→ Written request: Rewrite every row below, replacing "laid out in this form" with "formatted like this" and keeping everything else the same.

(Saved entries)
-=-=-=-=-
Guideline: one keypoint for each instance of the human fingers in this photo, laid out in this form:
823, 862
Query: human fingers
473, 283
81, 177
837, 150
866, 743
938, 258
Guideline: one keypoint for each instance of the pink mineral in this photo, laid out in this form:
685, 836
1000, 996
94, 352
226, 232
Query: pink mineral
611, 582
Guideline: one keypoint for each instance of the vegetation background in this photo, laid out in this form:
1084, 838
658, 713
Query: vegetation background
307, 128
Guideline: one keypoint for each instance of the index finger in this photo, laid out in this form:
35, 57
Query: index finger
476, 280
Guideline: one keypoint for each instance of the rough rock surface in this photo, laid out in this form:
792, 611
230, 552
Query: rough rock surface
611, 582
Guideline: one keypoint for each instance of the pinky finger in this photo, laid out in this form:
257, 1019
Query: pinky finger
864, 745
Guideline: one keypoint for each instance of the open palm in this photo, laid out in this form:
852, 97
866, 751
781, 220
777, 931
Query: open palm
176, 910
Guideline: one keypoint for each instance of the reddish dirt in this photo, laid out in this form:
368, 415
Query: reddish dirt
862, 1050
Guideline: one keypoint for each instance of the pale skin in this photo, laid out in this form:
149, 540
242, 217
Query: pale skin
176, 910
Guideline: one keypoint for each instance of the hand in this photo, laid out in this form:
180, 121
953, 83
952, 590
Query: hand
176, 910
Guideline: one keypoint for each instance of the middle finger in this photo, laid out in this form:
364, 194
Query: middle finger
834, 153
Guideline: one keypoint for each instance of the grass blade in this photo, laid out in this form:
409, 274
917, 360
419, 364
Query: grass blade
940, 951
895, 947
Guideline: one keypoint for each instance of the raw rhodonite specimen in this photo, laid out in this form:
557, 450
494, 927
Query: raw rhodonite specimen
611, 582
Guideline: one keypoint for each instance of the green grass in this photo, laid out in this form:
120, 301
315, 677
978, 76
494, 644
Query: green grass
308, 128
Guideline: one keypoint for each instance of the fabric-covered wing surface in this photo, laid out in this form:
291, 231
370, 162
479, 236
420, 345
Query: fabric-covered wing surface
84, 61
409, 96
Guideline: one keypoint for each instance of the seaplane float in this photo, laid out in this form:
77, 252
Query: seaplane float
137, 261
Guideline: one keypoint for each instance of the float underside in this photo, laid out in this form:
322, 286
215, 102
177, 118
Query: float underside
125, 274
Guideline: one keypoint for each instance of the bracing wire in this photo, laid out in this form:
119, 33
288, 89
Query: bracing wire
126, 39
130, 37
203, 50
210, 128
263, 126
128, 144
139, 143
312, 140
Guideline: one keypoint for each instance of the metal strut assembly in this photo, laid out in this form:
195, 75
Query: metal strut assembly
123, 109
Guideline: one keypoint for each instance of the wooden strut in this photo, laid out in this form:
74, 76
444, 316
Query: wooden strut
-=-=-=-=-
→ Result of this task:
Guideline: one keypoint for each instance of the human fingers in this photo, formatted like this:
823, 862
Query: human fingers
473, 283
81, 177
837, 150
866, 743
938, 258
Guideline: one keypoint for each instance of the pink mineral in this photo, formatted like this:
685, 836
1000, 996
94, 352
226, 232
Query: pink mineral
611, 582
Guideline: one keypoint for each instance of the vegetation background in this photo, formatted like this:
1084, 838
658, 713
Query: vegetation background
307, 128
Guideline: one keypoint for each instance of the index finger in this photo, formatted like this:
35, 57
Query: index finger
476, 280
Guideline: one keypoint for each instance of the rough rock surface in this photo, formatted like this:
792, 611
230, 552
Query: rough rock surface
611, 582
Guideline: one keypoint for each instance of the pinky finger in this photo, formatted like this:
257, 1019
Query: pinky finger
864, 745
Guideline: one keypoint for each instance of the open palm in this photo, formatted like this:
852, 97
866, 751
781, 220
777, 931
Query: open palm
176, 910
Guideline: one keypoint for each instance of the reddish dirt in this photo, formatted like this:
368, 415
Query: reddish dirt
862, 1050
Guideline: one keypoint for each instance of the pale skin in this photo, formatted like this:
149, 540
242, 217
Query: pale skin
176, 910
Guideline: one keypoint for each instance of the hand in this photo, formatted like this:
180, 121
953, 83
952, 590
Query: hand
176, 910
Guideline: one keypoint for each instance of the middle finger in this photo, formatted like this:
364, 194
Query: middle finger
834, 153
Guideline: one keypoint for each instance of the grass blade in this photo, formatted like this:
409, 274
917, 360
419, 364
Query: grass blade
940, 951
895, 947
Guideline: one keypoint for each instance of the raw rhodonite specimen in this photo, formatted like this:
557, 450
494, 927
Query: raw rhodonite specimen
611, 582
Guideline: one keypoint for each instance of the green grass in this photo, formatted like this:
120, 301
315, 677
978, 76
494, 644
Query: green grass
308, 128
Guideline: one keypoint for each instance of the fabric-covered wing surface in this photo, formatted like this:
291, 231
370, 162
479, 236
420, 345
Query: fabric-covered wing surface
84, 61
409, 96
Guideline: one keypoint for each instance of the seaplane float in this photo, formatted like this:
77, 252
Query: seaplane float
137, 261
Guideline: one keypoint for each instance of the float underside in this photo, formatted like this:
322, 286
215, 102
177, 118
Query: float underside
125, 274
Guideline: one keypoint for each instance of the bracing wire in this photo, formatted like this:
119, 33
288, 89
Query: bracing wire
126, 39
130, 37
203, 50
210, 128
263, 126
128, 144
139, 143
312, 140
Guideline: one keypoint for each instance of the metal strut assembly in this photo, formatted like this:
195, 75
Query: metal strut assembly
123, 109
Guideline: one keypoint for each instance of the wooden strut in this photo, formatted like this:
74, 76
444, 316
Query: wooden strut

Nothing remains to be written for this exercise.